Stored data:
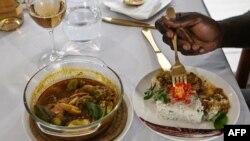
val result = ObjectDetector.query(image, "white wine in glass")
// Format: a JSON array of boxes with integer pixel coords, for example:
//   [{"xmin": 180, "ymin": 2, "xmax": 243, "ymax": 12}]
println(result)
[{"xmin": 26, "ymin": 0, "xmax": 66, "ymax": 68}]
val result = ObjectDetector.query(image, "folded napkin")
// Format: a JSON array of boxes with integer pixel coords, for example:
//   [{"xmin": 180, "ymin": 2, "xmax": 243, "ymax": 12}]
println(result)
[{"xmin": 103, "ymin": 0, "xmax": 162, "ymax": 20}]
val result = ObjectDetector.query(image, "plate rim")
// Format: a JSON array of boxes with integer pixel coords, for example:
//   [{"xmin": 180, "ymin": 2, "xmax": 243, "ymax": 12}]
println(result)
[{"xmin": 132, "ymin": 66, "xmax": 241, "ymax": 140}]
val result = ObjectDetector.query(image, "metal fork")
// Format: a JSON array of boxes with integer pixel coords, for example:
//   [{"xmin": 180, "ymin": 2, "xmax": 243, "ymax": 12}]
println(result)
[{"xmin": 167, "ymin": 7, "xmax": 187, "ymax": 86}]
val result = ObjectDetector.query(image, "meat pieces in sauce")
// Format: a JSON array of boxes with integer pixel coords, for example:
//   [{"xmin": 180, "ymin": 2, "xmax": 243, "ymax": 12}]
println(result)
[{"xmin": 34, "ymin": 78, "xmax": 118, "ymax": 127}]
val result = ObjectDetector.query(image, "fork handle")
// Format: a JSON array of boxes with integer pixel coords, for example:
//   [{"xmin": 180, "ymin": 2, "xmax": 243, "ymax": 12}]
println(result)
[{"xmin": 172, "ymin": 33, "xmax": 180, "ymax": 63}]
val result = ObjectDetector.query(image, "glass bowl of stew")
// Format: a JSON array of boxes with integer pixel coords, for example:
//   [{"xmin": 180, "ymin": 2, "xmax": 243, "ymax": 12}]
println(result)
[{"xmin": 23, "ymin": 56, "xmax": 123, "ymax": 140}]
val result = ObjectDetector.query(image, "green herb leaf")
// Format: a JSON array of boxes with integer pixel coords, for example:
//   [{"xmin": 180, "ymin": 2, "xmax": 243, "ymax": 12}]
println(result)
[
  {"xmin": 144, "ymin": 83, "xmax": 168, "ymax": 103},
  {"xmin": 153, "ymin": 88, "xmax": 167, "ymax": 103},
  {"xmin": 144, "ymin": 84, "xmax": 156, "ymax": 100},
  {"xmin": 66, "ymin": 79, "xmax": 78, "ymax": 92},
  {"xmin": 34, "ymin": 104, "xmax": 52, "ymax": 122},
  {"xmin": 86, "ymin": 102, "xmax": 103, "ymax": 120}
]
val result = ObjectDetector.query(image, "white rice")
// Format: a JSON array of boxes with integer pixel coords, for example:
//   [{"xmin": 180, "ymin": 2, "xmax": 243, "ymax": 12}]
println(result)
[{"xmin": 156, "ymin": 96, "xmax": 204, "ymax": 123}]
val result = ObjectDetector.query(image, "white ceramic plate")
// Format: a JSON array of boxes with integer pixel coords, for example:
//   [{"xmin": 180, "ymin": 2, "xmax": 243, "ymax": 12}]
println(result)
[
  {"xmin": 132, "ymin": 67, "xmax": 240, "ymax": 140},
  {"xmin": 103, "ymin": 0, "xmax": 172, "ymax": 20},
  {"xmin": 22, "ymin": 94, "xmax": 134, "ymax": 141}
]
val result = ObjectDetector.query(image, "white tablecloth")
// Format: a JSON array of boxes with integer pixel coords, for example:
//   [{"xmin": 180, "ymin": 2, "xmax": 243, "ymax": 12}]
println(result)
[{"xmin": 0, "ymin": 0, "xmax": 250, "ymax": 141}]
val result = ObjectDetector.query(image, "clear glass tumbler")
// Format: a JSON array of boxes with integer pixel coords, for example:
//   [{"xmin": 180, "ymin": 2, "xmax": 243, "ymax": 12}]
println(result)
[{"xmin": 63, "ymin": 0, "xmax": 102, "ymax": 55}]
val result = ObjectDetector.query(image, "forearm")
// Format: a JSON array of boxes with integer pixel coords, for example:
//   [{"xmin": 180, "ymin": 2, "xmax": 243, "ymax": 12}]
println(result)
[{"xmin": 219, "ymin": 11, "xmax": 250, "ymax": 48}]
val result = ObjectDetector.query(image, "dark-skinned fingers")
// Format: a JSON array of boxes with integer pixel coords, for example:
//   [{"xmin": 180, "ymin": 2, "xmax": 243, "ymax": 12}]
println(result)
[
  {"xmin": 178, "ymin": 13, "xmax": 202, "ymax": 28},
  {"xmin": 162, "ymin": 35, "xmax": 173, "ymax": 49},
  {"xmin": 177, "ymin": 28, "xmax": 194, "ymax": 43},
  {"xmin": 160, "ymin": 16, "xmax": 180, "ymax": 28}
]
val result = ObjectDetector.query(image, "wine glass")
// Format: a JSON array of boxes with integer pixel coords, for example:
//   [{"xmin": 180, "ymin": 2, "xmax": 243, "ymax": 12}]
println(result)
[
  {"xmin": 62, "ymin": 0, "xmax": 101, "ymax": 55},
  {"xmin": 26, "ymin": 0, "xmax": 66, "ymax": 68}
]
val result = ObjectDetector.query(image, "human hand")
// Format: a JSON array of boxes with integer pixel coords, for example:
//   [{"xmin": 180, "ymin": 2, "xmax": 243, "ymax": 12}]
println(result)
[{"xmin": 155, "ymin": 12, "xmax": 222, "ymax": 55}]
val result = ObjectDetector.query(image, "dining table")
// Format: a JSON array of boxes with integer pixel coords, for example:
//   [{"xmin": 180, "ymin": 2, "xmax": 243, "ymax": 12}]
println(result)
[{"xmin": 0, "ymin": 0, "xmax": 250, "ymax": 141}]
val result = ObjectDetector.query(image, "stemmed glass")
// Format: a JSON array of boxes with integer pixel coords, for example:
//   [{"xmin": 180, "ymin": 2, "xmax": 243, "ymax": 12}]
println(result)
[
  {"xmin": 25, "ymin": 0, "xmax": 66, "ymax": 68},
  {"xmin": 62, "ymin": 0, "xmax": 101, "ymax": 55}
]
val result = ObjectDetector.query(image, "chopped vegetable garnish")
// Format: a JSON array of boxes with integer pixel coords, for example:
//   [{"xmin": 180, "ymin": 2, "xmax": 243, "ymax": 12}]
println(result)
[
  {"xmin": 144, "ymin": 84, "xmax": 167, "ymax": 103},
  {"xmin": 86, "ymin": 102, "xmax": 103, "ymax": 120},
  {"xmin": 170, "ymin": 82, "xmax": 192, "ymax": 104}
]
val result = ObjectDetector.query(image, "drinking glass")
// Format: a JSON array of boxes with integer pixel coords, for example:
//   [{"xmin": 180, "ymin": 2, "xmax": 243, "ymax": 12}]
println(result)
[
  {"xmin": 26, "ymin": 0, "xmax": 66, "ymax": 68},
  {"xmin": 63, "ymin": 0, "xmax": 101, "ymax": 55}
]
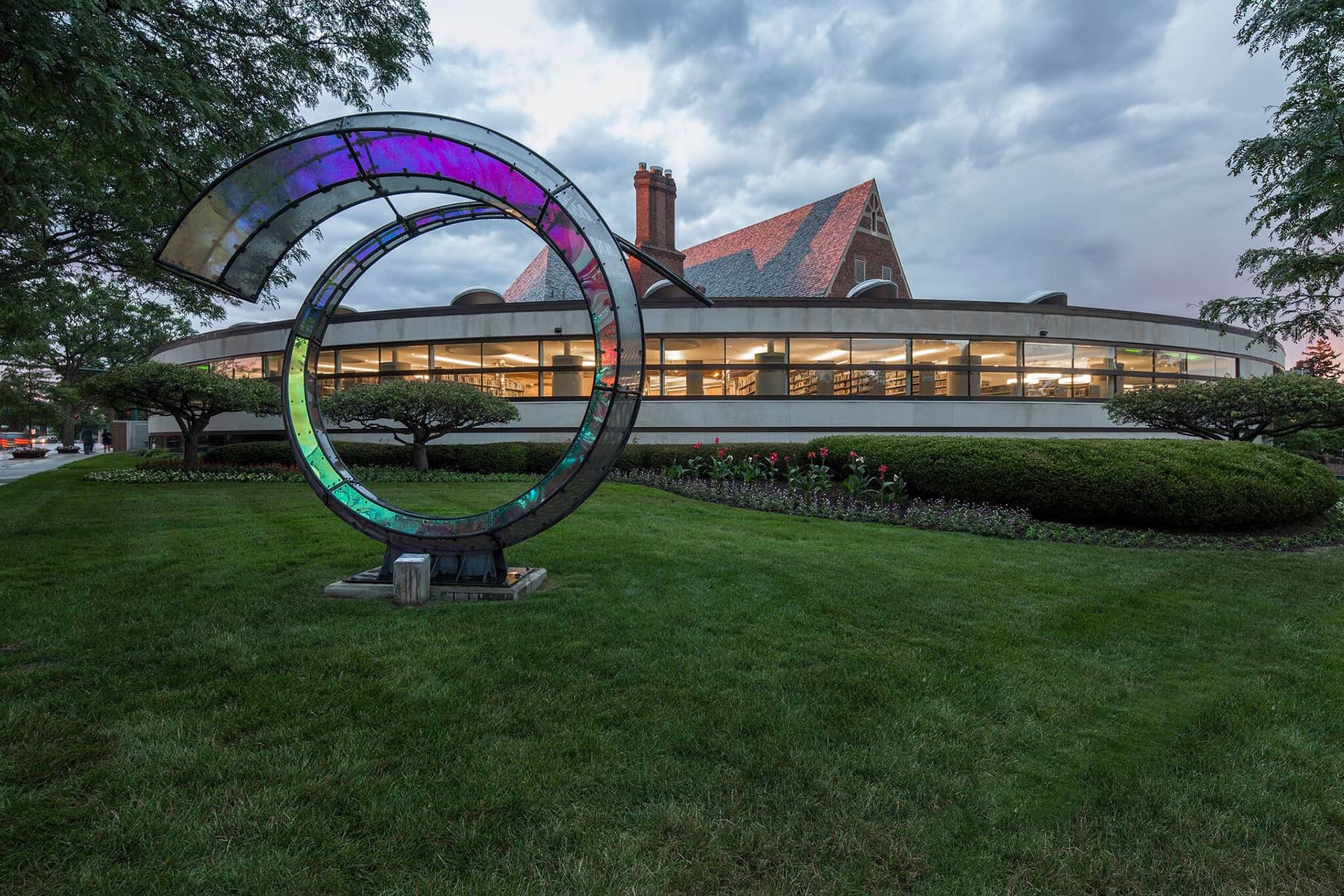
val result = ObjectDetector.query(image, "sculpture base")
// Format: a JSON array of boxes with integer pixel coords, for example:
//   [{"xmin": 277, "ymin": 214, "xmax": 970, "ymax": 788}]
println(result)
[{"xmin": 323, "ymin": 567, "xmax": 546, "ymax": 601}]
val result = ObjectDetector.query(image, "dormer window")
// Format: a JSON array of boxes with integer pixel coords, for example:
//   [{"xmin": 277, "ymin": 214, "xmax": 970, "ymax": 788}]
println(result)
[{"xmin": 859, "ymin": 190, "xmax": 888, "ymax": 237}]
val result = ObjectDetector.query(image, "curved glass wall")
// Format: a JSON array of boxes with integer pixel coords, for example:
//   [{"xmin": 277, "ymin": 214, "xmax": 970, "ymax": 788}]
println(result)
[{"xmin": 202, "ymin": 335, "xmax": 1238, "ymax": 400}]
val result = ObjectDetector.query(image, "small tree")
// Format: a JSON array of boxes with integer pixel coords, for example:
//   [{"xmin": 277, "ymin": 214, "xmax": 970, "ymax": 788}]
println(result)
[
  {"xmin": 1293, "ymin": 336, "xmax": 1340, "ymax": 380},
  {"xmin": 320, "ymin": 379, "xmax": 517, "ymax": 472},
  {"xmin": 83, "ymin": 361, "xmax": 279, "ymax": 469},
  {"xmin": 1105, "ymin": 373, "xmax": 1344, "ymax": 442}
]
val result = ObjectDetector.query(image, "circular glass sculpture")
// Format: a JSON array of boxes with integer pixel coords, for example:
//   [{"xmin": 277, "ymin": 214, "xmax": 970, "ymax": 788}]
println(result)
[{"xmin": 159, "ymin": 113, "xmax": 644, "ymax": 555}]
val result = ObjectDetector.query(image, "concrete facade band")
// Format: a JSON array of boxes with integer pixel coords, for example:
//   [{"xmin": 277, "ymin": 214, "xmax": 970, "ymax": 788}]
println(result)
[{"xmin": 149, "ymin": 298, "xmax": 1284, "ymax": 444}]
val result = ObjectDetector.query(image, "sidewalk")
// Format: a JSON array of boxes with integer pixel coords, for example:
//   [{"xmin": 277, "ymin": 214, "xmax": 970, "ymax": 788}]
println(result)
[{"xmin": 0, "ymin": 450, "xmax": 97, "ymax": 485}]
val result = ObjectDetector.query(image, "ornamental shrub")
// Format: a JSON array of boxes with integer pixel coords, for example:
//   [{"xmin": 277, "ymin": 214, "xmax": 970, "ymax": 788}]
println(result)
[
  {"xmin": 811, "ymin": 435, "xmax": 1340, "ymax": 529},
  {"xmin": 206, "ymin": 438, "xmax": 806, "ymax": 474}
]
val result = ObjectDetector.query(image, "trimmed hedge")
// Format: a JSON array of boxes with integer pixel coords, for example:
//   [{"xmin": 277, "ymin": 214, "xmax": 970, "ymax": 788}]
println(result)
[
  {"xmin": 809, "ymin": 435, "xmax": 1340, "ymax": 529},
  {"xmin": 204, "ymin": 442, "xmax": 806, "ymax": 474}
]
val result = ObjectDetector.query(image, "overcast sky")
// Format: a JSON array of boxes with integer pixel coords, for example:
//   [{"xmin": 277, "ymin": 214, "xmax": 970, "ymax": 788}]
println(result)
[{"xmin": 218, "ymin": 0, "xmax": 1294, "ymax": 357}]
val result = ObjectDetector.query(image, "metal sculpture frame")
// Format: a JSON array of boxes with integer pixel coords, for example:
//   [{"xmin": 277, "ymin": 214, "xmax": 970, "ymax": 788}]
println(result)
[{"xmin": 156, "ymin": 113, "xmax": 710, "ymax": 579}]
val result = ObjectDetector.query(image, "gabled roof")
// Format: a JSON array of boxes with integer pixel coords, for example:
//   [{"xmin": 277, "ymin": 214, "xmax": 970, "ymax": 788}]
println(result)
[
  {"xmin": 504, "ymin": 246, "xmax": 583, "ymax": 302},
  {"xmin": 504, "ymin": 180, "xmax": 876, "ymax": 302},
  {"xmin": 682, "ymin": 180, "xmax": 876, "ymax": 297}
]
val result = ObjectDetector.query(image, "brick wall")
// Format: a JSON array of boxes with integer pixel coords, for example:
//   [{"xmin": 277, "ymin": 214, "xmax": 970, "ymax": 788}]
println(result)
[{"xmin": 828, "ymin": 231, "xmax": 910, "ymax": 298}]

> GOAL
Which lines in the listing above contain the string "plate"? Copy each of them, matching case exactly.

> COMPLETED EXERCISE
val result = ObjectDetector.query(image, "plate rim")
val result = ObjectDetector.query(image, "white ceramic plate")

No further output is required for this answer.